▸ TO DO:
Once the pictures are removed, restate the data below word for word.

▸ DATA EXTRACT:
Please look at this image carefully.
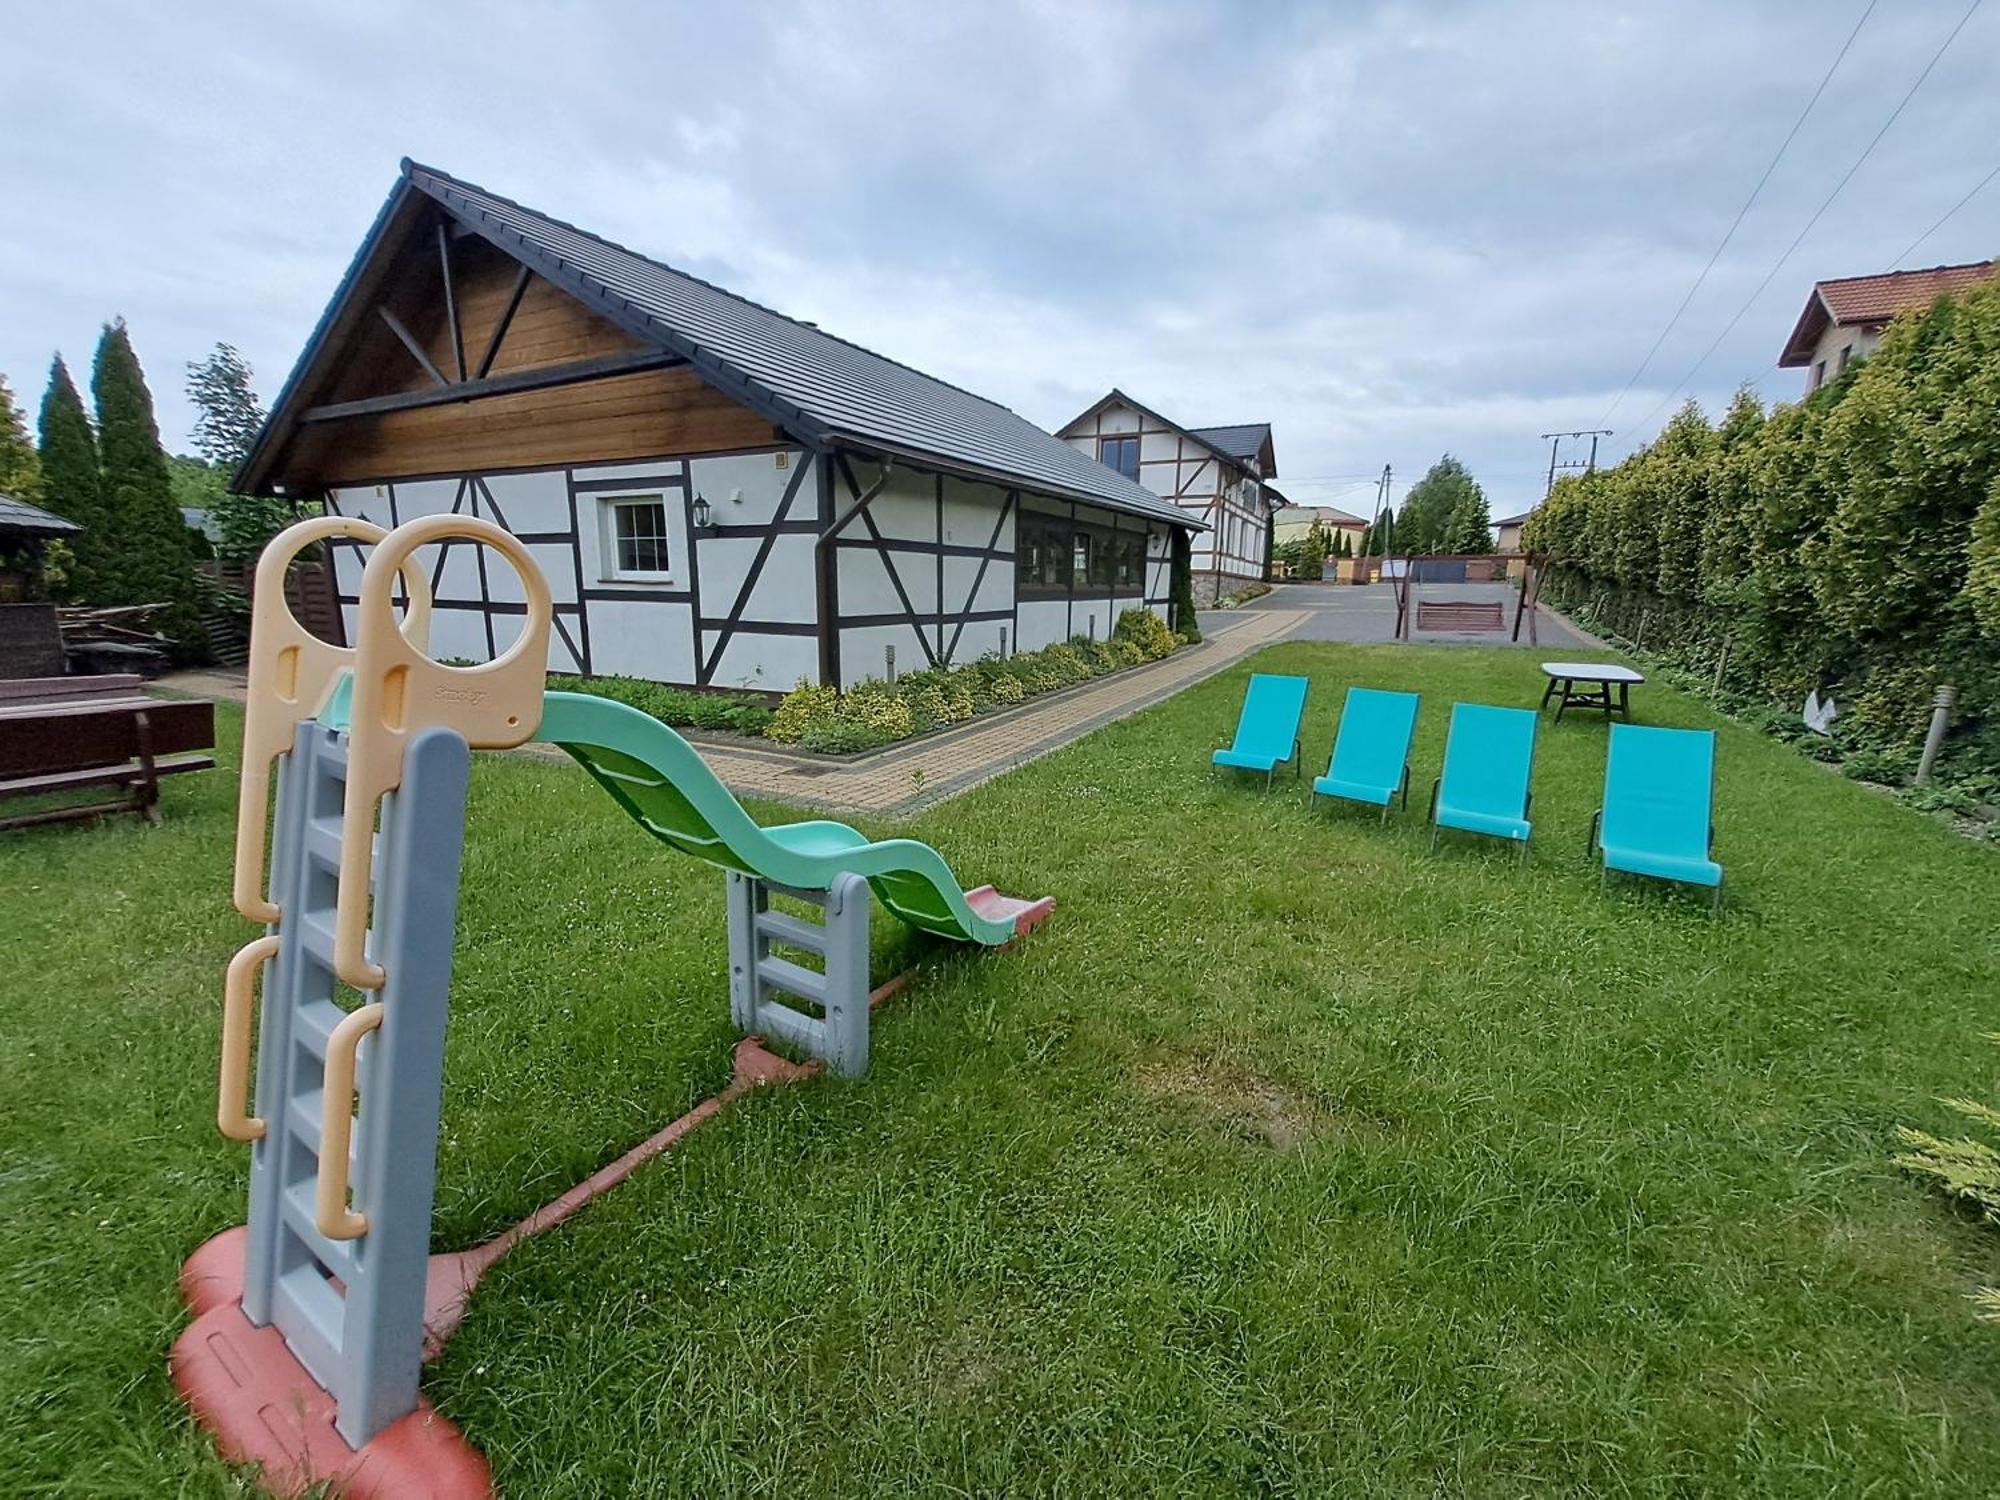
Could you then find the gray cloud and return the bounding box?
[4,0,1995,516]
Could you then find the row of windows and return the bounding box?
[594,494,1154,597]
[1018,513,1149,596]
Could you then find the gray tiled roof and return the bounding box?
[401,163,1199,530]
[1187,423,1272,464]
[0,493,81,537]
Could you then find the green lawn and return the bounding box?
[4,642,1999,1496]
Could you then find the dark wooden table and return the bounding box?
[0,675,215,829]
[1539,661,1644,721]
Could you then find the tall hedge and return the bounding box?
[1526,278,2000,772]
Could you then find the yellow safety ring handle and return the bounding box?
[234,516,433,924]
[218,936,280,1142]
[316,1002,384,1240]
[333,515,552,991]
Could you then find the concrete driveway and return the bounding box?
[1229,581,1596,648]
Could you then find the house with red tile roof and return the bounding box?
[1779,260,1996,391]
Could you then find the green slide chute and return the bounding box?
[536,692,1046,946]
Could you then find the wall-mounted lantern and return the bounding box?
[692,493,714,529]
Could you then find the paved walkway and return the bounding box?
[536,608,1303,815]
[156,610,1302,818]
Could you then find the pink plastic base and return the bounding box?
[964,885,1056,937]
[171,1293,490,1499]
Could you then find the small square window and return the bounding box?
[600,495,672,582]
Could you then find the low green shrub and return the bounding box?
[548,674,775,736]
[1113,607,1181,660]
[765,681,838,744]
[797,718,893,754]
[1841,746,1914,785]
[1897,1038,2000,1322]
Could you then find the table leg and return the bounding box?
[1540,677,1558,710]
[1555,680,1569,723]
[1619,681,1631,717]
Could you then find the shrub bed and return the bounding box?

▸ THE ANSWER:
Please look at this image carefully.
Could you then find the gray cloud and return the bounding box?
[4,0,1995,516]
Could you then find the row of windows and return the bounding box?
[594,494,1154,597]
[1018,513,1149,596]
Could you then find the gray tiled roof and return the bounding box?
[401,163,1199,530]
[1187,423,1272,464]
[0,493,81,537]
Could you then find the green lawn and return the bounding box?
[4,642,1999,1496]
Could you then find the dark wooden table and return the bounding box?
[0,675,215,829]
[1539,661,1644,721]
Could you then find the tall hedge and return the bounding box?
[1526,278,2000,772]
Could you then find the yellow safety ring handle and return the bounding box?
[234,516,433,924]
[218,936,280,1142]
[316,1002,384,1240]
[333,515,552,991]
Could you then find the concrete driveway and return the bounding box?
[1229,581,1596,648]
Could you then find the house with red tile roof and return the bounding box?
[1779,260,1996,391]
Could you then find the green slide chute and return the bounding box?
[536,692,1046,946]
Could you then find the wall-mounted lantern and return the bounding box?
[692,493,714,529]
Could you then find the paved walkway and return the bounding box?
[536,608,1303,815]
[156,610,1302,818]
Could you then find the pink plastic base and return the bounding box?
[964,885,1056,937]
[171,1293,490,1499]
Could you then find the small square window and return the bounding box?
[600,495,672,582]
Could you then find the low green shrub and return the bounding box?
[548,674,775,736]
[1113,607,1181,660]
[765,681,838,744]
[797,718,893,754]
[1841,746,1914,785]
[1897,1038,2000,1322]
Could you then find the table leg and return the bounding box?
[1540,677,1558,710]
[1555,680,1569,723]
[1619,681,1631,717]
Could you then find the shrub bed and return the bounding box?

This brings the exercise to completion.